━━ Source
La distinction que fait ainsi Victor Hugo n’est pas neuve. C’est un peu celle que déjà La Bruyère établissait entre les ouvrages « beaux » ou « sublimes » et les ouvrages « parfaits » ou « réguliers ; » c’est celle qui était consacrée dans les écoles du XVIIe et du XVIIIe siècle ; c’est celle que, tout récemment encore, Sainte-Beuve venait de reprendre, précisément dans son Étude sur Virgile : il y louait le poète latin pour toutes ses qualités moyennes et classiques, sobriété, unité de ton et de couleur, harmonie et convenance des parties entre elles ; et, dans une allusion à peine voilée aux excès romantiques de Hugo, il ajoutait avec un soupir malicieux : « Oh ! qu’en ce moment nous irait bien le génie ou tout au moins le tempérament virgilien ! » Hugo, qui avait été cruellement mordu par l’attaque sournoise de son ancien ami, s’empare à son tour de l’antithèse traditionnelle entre l’art discipliné et l’imagination fantasque, mais en renversant totalement la valeur des deux termes. Tous les pédans, tous les cuistres, depuis Boileau jusqu’à Sainte-Beuve, ont fait de la perfection soutenue et mesurée la vertu suprême : il en fait, lui, le plus fâcheux signe de médiocrité. Ils ont dit que le génie, sans le goût, n’était rien : lui, il déclare que le génie ne peut exister là où le goût existe. Si, de cette déclaration, Virgile souffre plus qu’aucun autre, tant pis pour lui ! il faut bien qu’il expie le choix qu’a fait de lui Sainte-Beuve pour donner une leçon à Hugo !
━━━━
━━ Données disponibles
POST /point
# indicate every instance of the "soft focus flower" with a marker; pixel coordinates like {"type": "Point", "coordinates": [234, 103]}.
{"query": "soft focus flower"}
━━━━
◆ **Objectif de la tâche**:
Dans quel ouvrage Sainte-Beuve avait-il récemment repris la distinction évoquée au début de l'extrait sur Victor Hugo ? Le matériel fourni n'a aucun rapport avec l'extrait.

◆ **Réponse attendue**:
Dans son Étude sur Virgile.